**Description of the task**
What you return must match the listing word for word.

──────── Entries shown ────────

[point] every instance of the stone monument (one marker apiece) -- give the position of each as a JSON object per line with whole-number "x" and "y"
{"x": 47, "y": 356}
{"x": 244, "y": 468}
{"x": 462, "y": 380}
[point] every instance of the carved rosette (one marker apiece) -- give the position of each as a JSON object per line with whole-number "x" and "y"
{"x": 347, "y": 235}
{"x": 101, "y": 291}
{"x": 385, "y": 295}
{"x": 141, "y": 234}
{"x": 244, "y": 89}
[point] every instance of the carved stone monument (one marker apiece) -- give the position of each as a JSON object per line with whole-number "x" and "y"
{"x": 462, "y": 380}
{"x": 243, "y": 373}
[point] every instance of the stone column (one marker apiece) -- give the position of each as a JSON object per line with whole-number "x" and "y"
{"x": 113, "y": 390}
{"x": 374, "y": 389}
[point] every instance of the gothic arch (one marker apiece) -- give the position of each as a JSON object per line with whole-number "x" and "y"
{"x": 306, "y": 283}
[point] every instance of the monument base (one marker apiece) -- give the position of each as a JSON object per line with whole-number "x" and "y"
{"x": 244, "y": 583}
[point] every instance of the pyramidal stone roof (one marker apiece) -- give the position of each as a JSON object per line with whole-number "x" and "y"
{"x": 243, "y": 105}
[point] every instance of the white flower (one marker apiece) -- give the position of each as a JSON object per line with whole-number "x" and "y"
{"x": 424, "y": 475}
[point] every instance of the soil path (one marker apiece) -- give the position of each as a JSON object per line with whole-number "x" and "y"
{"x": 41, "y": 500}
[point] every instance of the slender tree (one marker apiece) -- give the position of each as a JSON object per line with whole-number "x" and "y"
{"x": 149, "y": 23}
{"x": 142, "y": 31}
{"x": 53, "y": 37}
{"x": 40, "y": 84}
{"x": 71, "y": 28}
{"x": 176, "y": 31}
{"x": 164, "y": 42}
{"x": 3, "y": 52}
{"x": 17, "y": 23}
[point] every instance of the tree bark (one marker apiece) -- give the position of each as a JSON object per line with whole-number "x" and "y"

────────

**Answer space**
[point] every instance of the stone monument (one marker apiece) -- give the position of each as a JSON object per line with whole-number "x" and "y"
{"x": 47, "y": 356}
{"x": 244, "y": 468}
{"x": 462, "y": 380}
[point] every instance of the carved rosette (one marker apiece) -- give the position of each as a JSON object per line with whole-number "x" and "y"
{"x": 347, "y": 235}
{"x": 101, "y": 291}
{"x": 385, "y": 295}
{"x": 141, "y": 234}
{"x": 244, "y": 89}
[point] every instance of the carved stone monument (one marker apiece) -- give the position of each as a JSON object per line with whole-number "x" and "y"
{"x": 462, "y": 380}
{"x": 243, "y": 373}
[point] every instance of the stone column (one marker apiece) -- give the position of each as a JSON object per line with whole-number "x" and "y"
{"x": 113, "y": 390}
{"x": 374, "y": 389}
[point] every instance of the gothic arch (one marker apiece) -- give the position of each as a JSON object per line with whole-number "x" and "y"
{"x": 306, "y": 283}
[point] every instance of the monument base (one marker apiece) -- give the position of each as a JSON object per line with whole-number "x" and "y"
{"x": 244, "y": 583}
[point] every instance of the pyramidal stone roof (one marker apiece) -- give the position of each as a JSON object per line with whole-number "x" and "y"
{"x": 243, "y": 105}
[point] every instance of the white flower (one marker apiece) -- give the position of each as a JSON object per line with whole-number "x" and "y"
{"x": 424, "y": 475}
[point] every instance of the soil path (one marker apiece) -- give the position of each as a JSON object per line with whole-number "x" and "y"
{"x": 41, "y": 500}
[point] every instance of the slender tree (one marker apiece) -- give the position of each as a JSON object per line with whole-number "x" and "y"
{"x": 149, "y": 23}
{"x": 142, "y": 31}
{"x": 53, "y": 37}
{"x": 40, "y": 84}
{"x": 71, "y": 28}
{"x": 176, "y": 31}
{"x": 164, "y": 42}
{"x": 3, "y": 52}
{"x": 17, "y": 23}
[point] every instance of the tree bark (one marker apiece) -- give the position of each as a JSON object per line with whole-number "x" and "y"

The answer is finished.